◆ YOUR INSTRUCTIONS
Repeat each of the following entries word for word, keeping every line unchanged and in its original order.
## Begin
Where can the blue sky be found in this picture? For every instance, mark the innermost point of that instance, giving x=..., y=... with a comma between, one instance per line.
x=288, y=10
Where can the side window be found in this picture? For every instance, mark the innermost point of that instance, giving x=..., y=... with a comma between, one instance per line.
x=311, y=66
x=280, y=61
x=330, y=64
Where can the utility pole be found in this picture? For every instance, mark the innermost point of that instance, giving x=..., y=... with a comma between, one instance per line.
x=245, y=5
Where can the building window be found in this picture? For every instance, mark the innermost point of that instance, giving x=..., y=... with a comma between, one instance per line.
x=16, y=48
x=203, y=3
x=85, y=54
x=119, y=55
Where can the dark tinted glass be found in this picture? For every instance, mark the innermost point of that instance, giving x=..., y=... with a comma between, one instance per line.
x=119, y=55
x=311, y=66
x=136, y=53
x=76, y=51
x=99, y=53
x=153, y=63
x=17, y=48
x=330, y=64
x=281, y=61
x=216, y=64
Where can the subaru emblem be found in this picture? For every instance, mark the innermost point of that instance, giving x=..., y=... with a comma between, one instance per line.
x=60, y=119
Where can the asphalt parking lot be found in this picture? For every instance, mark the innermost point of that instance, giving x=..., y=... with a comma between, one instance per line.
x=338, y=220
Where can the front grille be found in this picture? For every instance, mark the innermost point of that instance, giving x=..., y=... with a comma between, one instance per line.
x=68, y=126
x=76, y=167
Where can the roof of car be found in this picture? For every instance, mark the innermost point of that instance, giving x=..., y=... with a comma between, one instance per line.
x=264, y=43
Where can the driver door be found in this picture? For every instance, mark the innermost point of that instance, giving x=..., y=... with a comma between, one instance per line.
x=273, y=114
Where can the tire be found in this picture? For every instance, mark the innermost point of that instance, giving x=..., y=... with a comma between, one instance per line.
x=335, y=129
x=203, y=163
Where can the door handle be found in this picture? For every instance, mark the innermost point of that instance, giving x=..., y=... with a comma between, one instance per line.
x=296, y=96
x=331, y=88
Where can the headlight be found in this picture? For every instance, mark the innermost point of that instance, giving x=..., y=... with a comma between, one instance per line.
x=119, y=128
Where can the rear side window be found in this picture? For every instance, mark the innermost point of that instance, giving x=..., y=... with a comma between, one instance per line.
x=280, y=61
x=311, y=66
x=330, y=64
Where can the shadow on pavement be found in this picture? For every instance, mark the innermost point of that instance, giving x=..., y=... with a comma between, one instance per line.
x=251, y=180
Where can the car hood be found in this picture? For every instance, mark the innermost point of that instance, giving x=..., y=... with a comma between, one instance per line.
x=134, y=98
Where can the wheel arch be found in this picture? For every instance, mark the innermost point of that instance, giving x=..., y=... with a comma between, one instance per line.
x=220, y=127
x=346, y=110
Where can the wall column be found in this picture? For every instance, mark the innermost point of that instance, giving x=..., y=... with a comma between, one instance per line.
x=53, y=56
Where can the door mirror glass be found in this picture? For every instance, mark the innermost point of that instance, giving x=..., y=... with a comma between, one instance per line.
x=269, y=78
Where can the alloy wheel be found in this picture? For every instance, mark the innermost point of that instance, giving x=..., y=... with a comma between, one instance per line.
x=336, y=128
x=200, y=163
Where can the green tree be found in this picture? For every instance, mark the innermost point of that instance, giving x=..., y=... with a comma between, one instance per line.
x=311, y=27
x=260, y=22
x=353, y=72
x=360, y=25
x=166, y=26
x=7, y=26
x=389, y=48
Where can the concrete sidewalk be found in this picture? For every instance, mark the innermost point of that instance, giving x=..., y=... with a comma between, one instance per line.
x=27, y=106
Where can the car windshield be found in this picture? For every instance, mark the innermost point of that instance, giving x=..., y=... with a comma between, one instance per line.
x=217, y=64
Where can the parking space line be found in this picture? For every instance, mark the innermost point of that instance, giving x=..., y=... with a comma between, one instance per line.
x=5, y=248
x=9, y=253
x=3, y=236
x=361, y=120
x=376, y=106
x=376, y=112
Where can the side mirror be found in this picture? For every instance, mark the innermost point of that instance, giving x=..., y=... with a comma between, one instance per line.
## End
◆ COMPLETE ANSWER
Where can the blue sky be found in this picture? For every instance, mark the innermost point of that instance, giving x=..., y=... with a comma between, one instance per line.
x=288, y=10
Where can the side window be found in this picture? For every instance, mark the innermost point of that instance, giving x=..., y=... with a comma between, one instance per line.
x=311, y=66
x=280, y=61
x=330, y=64
Where can the utility pole be found in this picture? For every instance, mark the innermost point of that instance, giving x=..., y=... with a comma between, one instance per line.
x=245, y=5
Where can the building window be found in this picture? For every instance, mark the innermost point of that instance, giving x=..., y=... with a comma between, one instance per line.
x=16, y=48
x=203, y=3
x=85, y=54
x=119, y=55
Where can the dark tinted glass be found in this picture? For every instance, mark the innermost point of that instance, giving x=..., y=... with a comma between, one instance per line.
x=119, y=55
x=311, y=66
x=136, y=53
x=76, y=51
x=99, y=53
x=153, y=63
x=17, y=48
x=330, y=64
x=281, y=61
x=216, y=64
Where can the subaru emblem be found in this picture? For every instance, mark the innermost point of that instance, giving x=..., y=... with a comma between, one instance per line.
x=60, y=119
Where can the asphalt parking lot be found in this picture? For every instance, mark the innermost point of that instance, giving x=..., y=... with a comma between, one instance per line.
x=338, y=220
Where can the front grille be found in this picture? For every instance, mark the innermost point of that instance, giving x=..., y=... with a comma between, one instance per line.
x=68, y=126
x=76, y=167
Where can the roof of car be found in this picture? For every instance, mark the innermost point of that instance, giving x=..., y=... with a comma between, one instance per line.
x=264, y=43
Where can the driver door be found in this picture? For every instance, mark the innermost point of that instance, giving x=..., y=... with a comma between, one instance per line.
x=273, y=114
Where can the tire be found in this picture? For every instance, mark the innermost point of that instance, giving x=..., y=... with a comma between, one instance per line.
x=335, y=129
x=203, y=163
Where can the door handle be found in this picture? For every instance, mark the innermost point of that instance, giving x=..., y=... with a comma between, one instance per line.
x=296, y=96
x=331, y=88
Where can the headlight be found in this picture? For every instance, mark the innermost point of that instance, giving x=..., y=... with a comma between, one instance per line.
x=119, y=128
Where can the rear side window be found in this picture? For every instance, mark the innermost point of that instance, giving x=..., y=... with a comma between, one instance per line.
x=280, y=61
x=311, y=66
x=330, y=64
Where can the shadow on pavement be found in this picture? For every instance, mark the innermost point of that instance, giving x=..., y=... with a comma between, one instance per line.
x=251, y=180
Where can the car hood be found in this picture? For every instance, mark the innermost point of that instance, giving x=..., y=... with a comma between, one instance per line.
x=134, y=98
Where can the wheel arch be found in this picture? For every instance, mark the innermost point of that instance, giving x=..., y=... with a comma between, one instance per line.
x=220, y=127
x=346, y=110
Where can the wall column be found in this picture? For every instance, mark the innermost point of that instance, giving x=..., y=... with a comma between, one instance per line.
x=53, y=56
Where can the door mirror glass be found in this picture? For every instance, mark the innermost point of that instance, giving x=..., y=... with a comma between, one instance per line.
x=269, y=78
Where can the alloy wheel be found in this picture? For every instance, mark the innermost point of that instance, giving x=..., y=... with a comma between, one instance per line.
x=336, y=128
x=200, y=163
Where can the green tree be found in this picture? For every instance, mark the innermost point of that instance, giving x=..., y=... with a comma between, one instance per line.
x=311, y=27
x=260, y=22
x=353, y=72
x=360, y=25
x=166, y=26
x=7, y=26
x=389, y=48
Where can the concrete sidewalk be found in this picture? For every instance, mark the innermost point of that instance, giving x=..., y=... with a comma between, one instance per line.
x=27, y=106
Where can the car windshield be found in this picture? For every instance, mark the innermost point of that instance, giving x=..., y=... with a comma between, one instance per line.
x=217, y=64
Where can the parking space line be found in this picture? For every instance, mark the innermost point of that instance, giving x=..., y=... with a comma between, one instance per line.
x=5, y=248
x=9, y=253
x=3, y=236
x=361, y=120
x=376, y=106
x=376, y=112
Where can the side mirror be found in this picture? For every instance, mark the innermost point of that instance, giving x=..., y=... with a comma between, one instance per line.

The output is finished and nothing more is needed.